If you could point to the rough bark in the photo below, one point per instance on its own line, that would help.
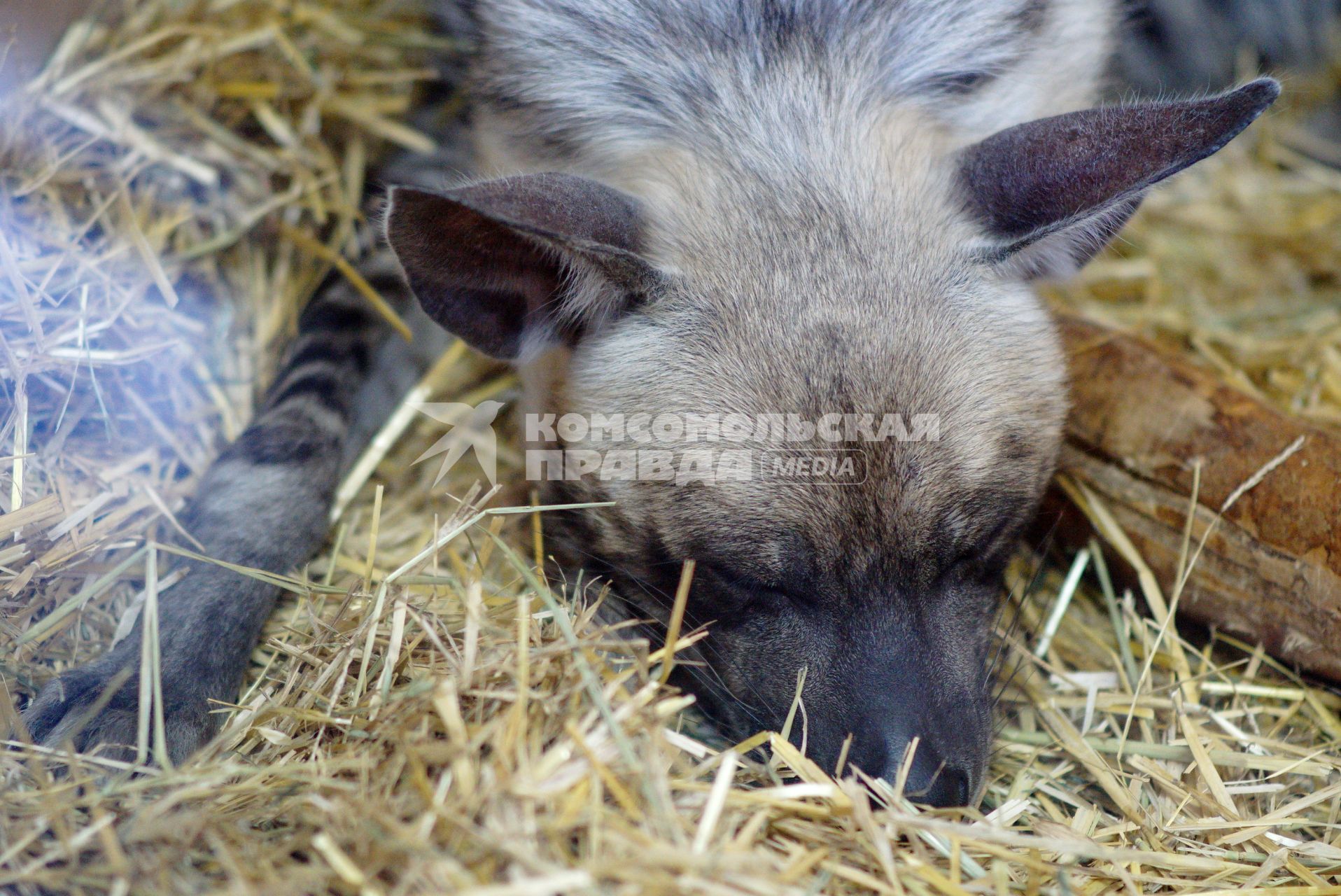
(1272, 569)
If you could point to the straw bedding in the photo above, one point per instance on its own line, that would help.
(426, 713)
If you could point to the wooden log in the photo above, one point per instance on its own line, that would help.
(1143, 420)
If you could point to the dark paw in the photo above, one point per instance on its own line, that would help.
(97, 708)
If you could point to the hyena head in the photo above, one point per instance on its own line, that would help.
(875, 290)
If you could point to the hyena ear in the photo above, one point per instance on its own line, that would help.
(1052, 192)
(524, 262)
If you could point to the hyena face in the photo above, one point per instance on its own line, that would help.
(885, 276)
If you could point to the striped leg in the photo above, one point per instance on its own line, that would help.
(263, 503)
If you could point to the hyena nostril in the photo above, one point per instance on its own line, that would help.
(931, 778)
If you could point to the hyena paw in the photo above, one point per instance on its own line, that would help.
(74, 708)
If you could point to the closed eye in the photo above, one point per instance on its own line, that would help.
(740, 585)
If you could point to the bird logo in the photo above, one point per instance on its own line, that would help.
(471, 430)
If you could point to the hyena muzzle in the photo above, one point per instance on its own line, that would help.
(815, 209)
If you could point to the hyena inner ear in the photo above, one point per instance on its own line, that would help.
(1052, 192)
(518, 263)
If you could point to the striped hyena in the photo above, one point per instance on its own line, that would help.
(812, 209)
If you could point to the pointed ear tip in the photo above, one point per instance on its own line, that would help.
(1263, 92)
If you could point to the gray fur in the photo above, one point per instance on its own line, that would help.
(777, 218)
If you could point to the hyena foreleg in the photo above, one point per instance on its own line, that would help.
(262, 505)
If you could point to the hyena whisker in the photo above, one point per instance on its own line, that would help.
(817, 209)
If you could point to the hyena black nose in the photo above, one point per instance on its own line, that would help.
(931, 778)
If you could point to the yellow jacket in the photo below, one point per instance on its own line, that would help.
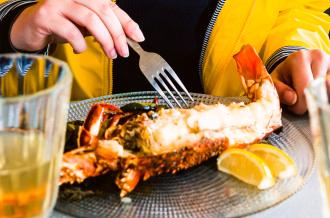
(275, 28)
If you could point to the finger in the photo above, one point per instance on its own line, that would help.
(131, 28)
(286, 94)
(104, 9)
(86, 18)
(302, 74)
(68, 32)
(320, 63)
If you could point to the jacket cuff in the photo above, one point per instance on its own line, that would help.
(280, 55)
(8, 14)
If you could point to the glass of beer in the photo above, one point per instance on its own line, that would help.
(318, 96)
(34, 100)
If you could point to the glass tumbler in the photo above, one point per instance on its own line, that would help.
(317, 96)
(34, 99)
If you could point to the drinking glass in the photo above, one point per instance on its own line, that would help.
(317, 96)
(34, 99)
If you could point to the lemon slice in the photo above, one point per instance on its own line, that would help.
(279, 162)
(247, 167)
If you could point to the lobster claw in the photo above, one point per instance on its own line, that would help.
(128, 180)
(89, 131)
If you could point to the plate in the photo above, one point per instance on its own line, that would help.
(201, 191)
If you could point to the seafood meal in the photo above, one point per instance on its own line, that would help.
(139, 144)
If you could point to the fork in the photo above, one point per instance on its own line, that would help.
(153, 66)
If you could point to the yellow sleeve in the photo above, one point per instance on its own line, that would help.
(300, 25)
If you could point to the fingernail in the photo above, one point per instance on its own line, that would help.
(138, 35)
(124, 51)
(290, 97)
(112, 54)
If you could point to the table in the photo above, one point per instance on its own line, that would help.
(304, 204)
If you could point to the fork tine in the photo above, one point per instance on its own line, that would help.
(168, 90)
(177, 79)
(173, 86)
(159, 90)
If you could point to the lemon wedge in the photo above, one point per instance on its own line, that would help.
(280, 163)
(246, 166)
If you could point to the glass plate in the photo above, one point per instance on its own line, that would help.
(201, 191)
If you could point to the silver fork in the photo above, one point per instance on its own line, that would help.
(153, 66)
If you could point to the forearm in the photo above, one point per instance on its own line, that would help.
(295, 30)
(9, 11)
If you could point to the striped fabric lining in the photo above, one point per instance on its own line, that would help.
(6, 7)
(279, 55)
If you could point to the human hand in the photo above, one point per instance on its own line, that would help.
(51, 21)
(293, 75)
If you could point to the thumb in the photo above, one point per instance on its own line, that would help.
(286, 94)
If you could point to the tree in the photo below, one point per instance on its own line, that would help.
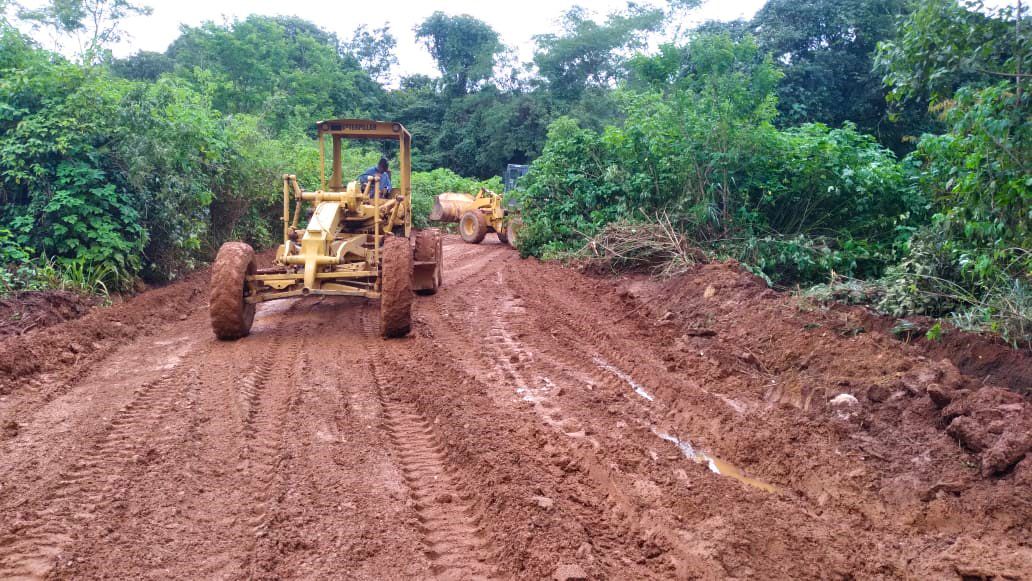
(286, 68)
(95, 24)
(825, 49)
(375, 51)
(142, 66)
(947, 43)
(588, 54)
(463, 49)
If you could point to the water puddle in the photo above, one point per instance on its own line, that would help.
(619, 373)
(716, 465)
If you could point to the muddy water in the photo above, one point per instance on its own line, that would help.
(716, 465)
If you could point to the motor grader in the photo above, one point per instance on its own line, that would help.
(476, 216)
(358, 241)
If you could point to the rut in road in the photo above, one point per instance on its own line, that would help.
(455, 544)
(88, 486)
(267, 395)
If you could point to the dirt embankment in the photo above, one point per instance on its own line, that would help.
(537, 423)
(24, 312)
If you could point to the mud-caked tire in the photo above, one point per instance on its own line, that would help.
(231, 315)
(428, 248)
(395, 287)
(473, 227)
(512, 232)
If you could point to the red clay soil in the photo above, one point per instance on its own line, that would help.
(537, 423)
(27, 311)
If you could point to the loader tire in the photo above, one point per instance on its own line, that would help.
(231, 316)
(429, 249)
(512, 231)
(395, 287)
(473, 227)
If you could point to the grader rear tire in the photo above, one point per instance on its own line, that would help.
(429, 249)
(473, 227)
(231, 316)
(395, 287)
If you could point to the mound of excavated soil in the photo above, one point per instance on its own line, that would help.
(73, 344)
(24, 312)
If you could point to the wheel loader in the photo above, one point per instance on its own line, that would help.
(476, 216)
(358, 241)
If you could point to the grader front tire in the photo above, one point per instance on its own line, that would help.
(231, 315)
(473, 227)
(512, 231)
(395, 287)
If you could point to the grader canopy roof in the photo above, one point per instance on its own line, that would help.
(341, 129)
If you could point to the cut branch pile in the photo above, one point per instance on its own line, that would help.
(655, 247)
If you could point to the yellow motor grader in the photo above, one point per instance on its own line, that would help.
(476, 216)
(358, 241)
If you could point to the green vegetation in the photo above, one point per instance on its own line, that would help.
(877, 148)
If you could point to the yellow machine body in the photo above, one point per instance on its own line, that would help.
(337, 253)
(451, 206)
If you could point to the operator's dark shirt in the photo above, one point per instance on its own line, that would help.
(384, 178)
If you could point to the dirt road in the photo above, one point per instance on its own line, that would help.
(539, 423)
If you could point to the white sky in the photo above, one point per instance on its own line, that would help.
(516, 21)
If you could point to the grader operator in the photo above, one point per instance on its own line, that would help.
(358, 241)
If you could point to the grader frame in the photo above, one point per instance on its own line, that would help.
(356, 243)
(476, 216)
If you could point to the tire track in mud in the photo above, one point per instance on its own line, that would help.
(455, 544)
(30, 551)
(267, 394)
(527, 373)
(470, 268)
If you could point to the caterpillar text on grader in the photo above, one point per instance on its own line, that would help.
(358, 241)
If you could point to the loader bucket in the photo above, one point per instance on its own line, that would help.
(451, 206)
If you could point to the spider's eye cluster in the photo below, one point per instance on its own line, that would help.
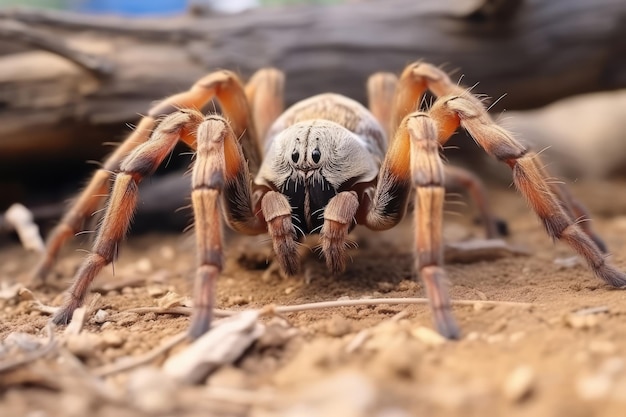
(316, 155)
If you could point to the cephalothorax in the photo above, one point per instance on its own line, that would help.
(323, 166)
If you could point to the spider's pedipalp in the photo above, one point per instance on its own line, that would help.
(277, 214)
(338, 219)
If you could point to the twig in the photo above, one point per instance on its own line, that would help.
(21, 219)
(127, 364)
(32, 356)
(270, 309)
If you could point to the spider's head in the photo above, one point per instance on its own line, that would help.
(311, 145)
(319, 151)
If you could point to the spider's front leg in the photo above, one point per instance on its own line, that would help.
(464, 110)
(224, 85)
(122, 203)
(413, 162)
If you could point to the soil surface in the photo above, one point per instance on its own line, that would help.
(562, 355)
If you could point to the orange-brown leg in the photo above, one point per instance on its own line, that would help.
(220, 166)
(575, 209)
(265, 92)
(413, 162)
(120, 208)
(468, 112)
(222, 84)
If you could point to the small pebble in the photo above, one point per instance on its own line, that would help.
(112, 339)
(602, 347)
(338, 326)
(594, 387)
(519, 384)
(156, 291)
(236, 300)
(143, 265)
(428, 336)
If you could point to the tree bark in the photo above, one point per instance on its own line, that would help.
(69, 83)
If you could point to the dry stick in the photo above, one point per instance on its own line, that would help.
(328, 304)
(153, 354)
(125, 365)
(32, 356)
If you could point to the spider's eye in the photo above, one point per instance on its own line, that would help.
(316, 155)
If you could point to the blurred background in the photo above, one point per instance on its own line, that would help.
(75, 75)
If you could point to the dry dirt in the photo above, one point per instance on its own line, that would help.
(555, 358)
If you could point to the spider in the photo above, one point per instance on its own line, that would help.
(324, 165)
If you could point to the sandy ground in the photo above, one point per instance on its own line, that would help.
(565, 355)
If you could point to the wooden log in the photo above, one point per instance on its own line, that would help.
(87, 77)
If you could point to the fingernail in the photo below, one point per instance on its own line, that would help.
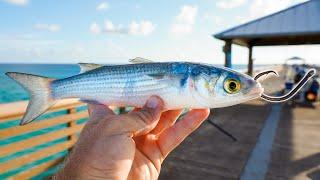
(152, 102)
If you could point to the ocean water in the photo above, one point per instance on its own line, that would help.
(10, 91)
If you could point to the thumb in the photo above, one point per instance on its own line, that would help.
(139, 122)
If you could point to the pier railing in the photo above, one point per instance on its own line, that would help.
(29, 150)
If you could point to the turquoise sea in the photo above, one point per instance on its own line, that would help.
(11, 92)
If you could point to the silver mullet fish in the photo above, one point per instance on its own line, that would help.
(179, 84)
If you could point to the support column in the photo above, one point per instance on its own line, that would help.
(250, 62)
(227, 49)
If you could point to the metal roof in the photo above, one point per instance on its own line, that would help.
(299, 24)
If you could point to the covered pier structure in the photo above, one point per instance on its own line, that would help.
(296, 25)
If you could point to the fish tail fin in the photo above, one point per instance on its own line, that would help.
(40, 94)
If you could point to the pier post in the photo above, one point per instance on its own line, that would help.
(72, 124)
(250, 61)
(227, 49)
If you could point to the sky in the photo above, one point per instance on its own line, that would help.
(113, 31)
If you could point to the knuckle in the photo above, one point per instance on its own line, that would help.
(145, 116)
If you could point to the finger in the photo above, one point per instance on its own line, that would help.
(135, 110)
(137, 123)
(174, 135)
(167, 119)
(98, 111)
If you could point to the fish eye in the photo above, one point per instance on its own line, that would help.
(232, 86)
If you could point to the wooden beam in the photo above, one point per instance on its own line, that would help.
(17, 130)
(15, 110)
(250, 62)
(37, 140)
(227, 49)
(36, 170)
(30, 158)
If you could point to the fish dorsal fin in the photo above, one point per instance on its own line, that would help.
(138, 60)
(84, 67)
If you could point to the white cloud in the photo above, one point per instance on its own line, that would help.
(95, 28)
(229, 4)
(259, 8)
(17, 2)
(142, 28)
(181, 29)
(102, 6)
(48, 27)
(185, 20)
(187, 14)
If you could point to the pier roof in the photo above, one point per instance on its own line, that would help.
(298, 24)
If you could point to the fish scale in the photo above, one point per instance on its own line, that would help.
(178, 84)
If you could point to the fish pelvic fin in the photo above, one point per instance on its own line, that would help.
(40, 94)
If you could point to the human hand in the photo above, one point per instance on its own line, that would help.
(128, 146)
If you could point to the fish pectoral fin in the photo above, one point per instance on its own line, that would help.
(84, 67)
(139, 60)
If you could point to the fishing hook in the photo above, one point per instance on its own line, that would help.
(292, 93)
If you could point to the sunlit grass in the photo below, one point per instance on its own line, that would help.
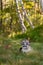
(10, 54)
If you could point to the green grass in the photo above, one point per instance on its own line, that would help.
(10, 54)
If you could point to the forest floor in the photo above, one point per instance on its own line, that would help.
(10, 54)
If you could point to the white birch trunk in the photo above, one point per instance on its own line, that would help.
(20, 18)
(25, 14)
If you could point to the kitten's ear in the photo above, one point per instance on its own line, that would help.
(20, 49)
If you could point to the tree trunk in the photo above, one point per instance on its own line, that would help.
(41, 4)
(25, 14)
(20, 18)
(1, 8)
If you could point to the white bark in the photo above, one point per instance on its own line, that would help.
(20, 17)
(25, 14)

◇ ◇ ◇ ◇

Work instructions
Nothing but the lines from the line with "If you could point to the white birch" to the last line of the listing above should appear; please retype them exactly, both ends included.

Result
If you could point to the white birch trunk in the photo above, one point per instance on its own line, that would help.
(20, 18)
(25, 14)
If you could point to the kitten's ear in the photo above, one point per instance on its own line, that would help.
(20, 49)
If you could point to the tree trunk in the photo above, one point per instance on its own line, that would help.
(41, 4)
(25, 14)
(20, 18)
(1, 8)
If you could point to the white bark in the photo above, one point per instance on its own line, that would help.
(20, 17)
(25, 14)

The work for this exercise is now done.